| REQUIREMENT |
Copy out every line exactly, passing over the pictures.

| DATA RECORDS |
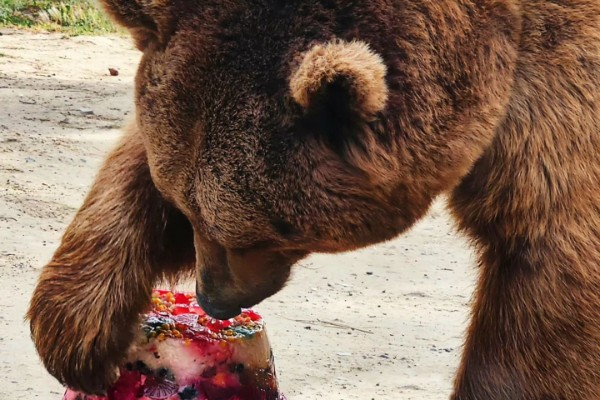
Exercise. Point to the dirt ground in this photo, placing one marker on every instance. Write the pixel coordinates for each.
(382, 323)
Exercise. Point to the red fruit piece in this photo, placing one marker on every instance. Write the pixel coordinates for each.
(198, 311)
(178, 310)
(181, 298)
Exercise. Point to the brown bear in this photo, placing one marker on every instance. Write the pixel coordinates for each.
(266, 130)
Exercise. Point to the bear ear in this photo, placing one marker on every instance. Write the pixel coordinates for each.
(149, 21)
(339, 71)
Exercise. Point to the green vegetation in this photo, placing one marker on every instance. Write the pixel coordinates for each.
(69, 16)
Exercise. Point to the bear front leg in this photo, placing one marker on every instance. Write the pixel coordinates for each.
(535, 328)
(123, 239)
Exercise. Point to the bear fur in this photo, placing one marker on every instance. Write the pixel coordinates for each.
(268, 130)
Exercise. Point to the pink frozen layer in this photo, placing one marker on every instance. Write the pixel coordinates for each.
(183, 354)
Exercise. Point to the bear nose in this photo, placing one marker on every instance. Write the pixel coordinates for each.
(216, 309)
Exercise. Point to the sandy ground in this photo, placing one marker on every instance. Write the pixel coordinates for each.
(383, 323)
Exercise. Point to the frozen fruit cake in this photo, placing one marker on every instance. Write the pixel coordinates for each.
(183, 354)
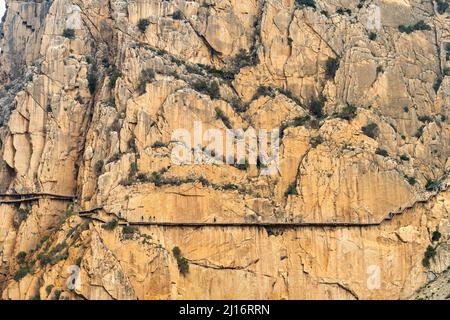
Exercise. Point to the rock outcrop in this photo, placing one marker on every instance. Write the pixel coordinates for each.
(93, 206)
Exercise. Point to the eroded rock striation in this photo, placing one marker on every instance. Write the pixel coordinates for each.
(92, 205)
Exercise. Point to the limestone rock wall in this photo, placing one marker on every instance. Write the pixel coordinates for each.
(93, 90)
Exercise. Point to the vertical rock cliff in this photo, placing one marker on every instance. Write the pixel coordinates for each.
(92, 205)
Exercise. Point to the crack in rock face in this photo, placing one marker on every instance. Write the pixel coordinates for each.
(99, 101)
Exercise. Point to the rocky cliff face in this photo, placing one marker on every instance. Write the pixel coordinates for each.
(93, 207)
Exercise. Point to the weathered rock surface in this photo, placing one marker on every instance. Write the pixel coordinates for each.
(358, 209)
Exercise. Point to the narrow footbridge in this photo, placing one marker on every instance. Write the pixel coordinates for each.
(17, 198)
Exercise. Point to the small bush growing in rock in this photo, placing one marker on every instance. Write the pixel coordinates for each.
(382, 152)
(419, 132)
(114, 74)
(69, 33)
(411, 180)
(22, 272)
(292, 190)
(128, 231)
(404, 157)
(348, 113)
(147, 75)
(92, 82)
(306, 3)
(301, 120)
(437, 84)
(143, 25)
(372, 36)
(183, 263)
(371, 130)
(212, 88)
(316, 141)
(431, 185)
(57, 295)
(243, 59)
(441, 6)
(419, 26)
(243, 166)
(177, 15)
(98, 167)
(430, 253)
(220, 115)
(49, 289)
(111, 225)
(316, 106)
(264, 91)
(21, 257)
(158, 144)
(425, 119)
(331, 67)
(436, 236)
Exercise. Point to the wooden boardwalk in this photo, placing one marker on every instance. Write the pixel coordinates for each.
(17, 198)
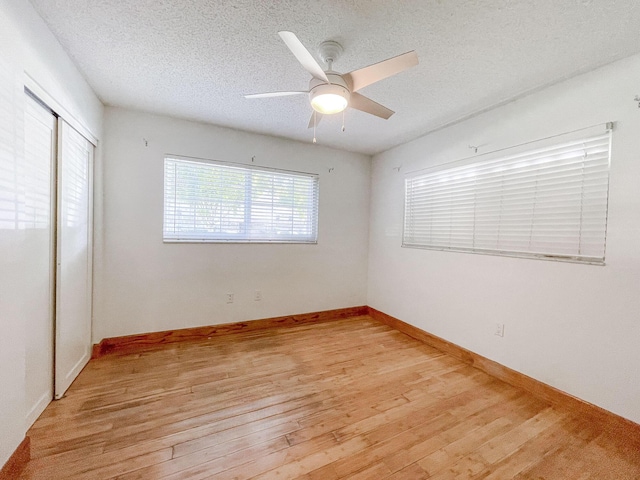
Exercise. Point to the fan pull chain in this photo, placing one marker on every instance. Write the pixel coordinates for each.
(314, 125)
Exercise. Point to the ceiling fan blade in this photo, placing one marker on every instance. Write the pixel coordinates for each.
(302, 54)
(318, 117)
(378, 71)
(365, 104)
(273, 94)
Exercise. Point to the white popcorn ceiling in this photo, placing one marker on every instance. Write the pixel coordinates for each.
(194, 59)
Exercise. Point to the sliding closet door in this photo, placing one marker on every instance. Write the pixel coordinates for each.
(37, 221)
(74, 245)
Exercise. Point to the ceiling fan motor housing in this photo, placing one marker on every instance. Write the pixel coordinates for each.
(329, 98)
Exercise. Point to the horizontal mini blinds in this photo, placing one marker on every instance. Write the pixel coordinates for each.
(217, 202)
(549, 202)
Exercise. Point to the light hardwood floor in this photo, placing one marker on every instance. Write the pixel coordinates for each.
(348, 398)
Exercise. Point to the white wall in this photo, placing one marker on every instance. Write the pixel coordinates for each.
(144, 285)
(576, 327)
(28, 47)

| SOLVED PROBLEM |
Exercise. Point to the dirt ground in this photo, placing one marker on every instance. Write the pixel coordinates for each.
(382, 323)
Exercise. Point to the red fruit piece in this photo, placing one marker on every instance. Write the pixel coordinates for each.
(198, 311)
(178, 310)
(181, 298)
Exercise. Point to the brown bear in this photo, placing one marker on every instance. Write the pixel coordinates for each.
(266, 130)
Exercise. Point to the bear ear in this photo, placing one marker on every instance. Write the pixel coordinates for each.
(149, 21)
(339, 71)
Exercise. Point to the green vegetation in this photo, placing one marker on every instance. Write the pixel coordinates for each.
(69, 16)
Exercise. Point to the bear front leg in this photo, placing one marker on every instance. Write the pixel coordinates for each.
(535, 328)
(123, 239)
Exercise. Point to the bear fur in this photo, placing one marker on every instance. Write the pixel coordinates for each.
(268, 130)
Exercise. Point to the pink frozen layer in this photo, placing one marker on every instance. Write the pixel coordinates for each.
(183, 354)
Exercise. Point to the bear nose in this photo, placing one marker on every instance. Write the pixel coordinates for each.
(216, 309)
Exercise. Point to the sandy ground in this photo, placing one marker on every instance. Write the pixel coordinates for each.
(383, 323)
Exercise. Point to the frozen fruit cake in this photo, placing one marker on every instance. Write the pixel coordinates for each.
(183, 354)
Exercise. Point to the rock outcrop in this photo, placing one marker on every instance. Write the pixel coordinates for each.
(93, 206)
Exercise. Point to the eroded rock striation in this photo, placing one marker on every instance. Write the pixel coordinates for each.
(92, 205)
Exercise. Point to the limestone rock wall in this photo, placing one marker on every instance. Write the pixel coordinates for each.
(93, 90)
Exercise. Point to the vertical rock cliff in this photo, placing one marker on every instance. Write the pixel coordinates for each.
(92, 205)
Exercise. Point to the crack in rock face in this photo, placing one marker on every instance. Write the pixel coordinates for each.
(99, 101)
Exercise. Point to the rocky cliff face in this photo, placing one marker on every instance. Write the pixel coordinates for each.
(93, 207)
Exercise. Point to the weathered rock surface in this photo, placing one marker on every instance. Write the pixel coordinates for each.
(358, 209)
Exercise. Point to the narrow footbridge in this photo, placing one marker on every instance. Write the pixel coordinates for each.
(17, 198)
Exercise. Point to the small bush growing in rock in this photo, placing one marker on every instance. Write the pixel coordinates for each.
(382, 152)
(419, 132)
(114, 74)
(69, 33)
(411, 180)
(22, 272)
(292, 190)
(128, 231)
(404, 157)
(348, 113)
(147, 75)
(92, 82)
(306, 3)
(301, 120)
(437, 84)
(143, 25)
(372, 36)
(183, 263)
(371, 130)
(212, 88)
(316, 141)
(431, 185)
(57, 295)
(243, 59)
(441, 6)
(419, 26)
(243, 166)
(177, 15)
(98, 167)
(430, 253)
(220, 115)
(49, 289)
(111, 225)
(316, 106)
(264, 91)
(21, 257)
(158, 144)
(425, 119)
(331, 67)
(436, 236)
Exercise. Point to the wooden boardwalk in this photo, placing one marker on every instance. Write the pixel coordinates for each.
(17, 198)
Exercise. Point to the fan pull chain in this photo, placing one marker on every instance. Write the pixel coordinates for each.
(314, 125)
Exercise. Point to the ceiling fan blade in this photo, placing one marker on every instance. Write the pixel coordinates for each.
(302, 54)
(318, 117)
(378, 71)
(365, 104)
(273, 94)
Exercise. Point to the white popcorn ceiling in this photo, placing one marker on every instance. Write the pixel coordinates for each.
(194, 59)
Exercise. Point to the sliding closet door in this photo, placing one marker on every instance. Write the pixel coordinates for each.
(37, 221)
(74, 245)
Exercise. Point to the ceiling fan motor housing in this photo, placing one marker on every instance. Write the pixel coordinates for each.
(329, 98)
Exercise. Point to the horizontal mini blinds in this photo, placing one marker on every instance. Write the pixel coordinates for each.
(217, 202)
(549, 202)
Exercise. Point to the light hardwood floor in this photo, placing one marker on every instance. Write the pixel coordinates for each.
(348, 398)
Exercise. Point to the white wall in this photo, placing one marker on every instance. Write the pixel coordinates for each.
(144, 285)
(576, 327)
(28, 47)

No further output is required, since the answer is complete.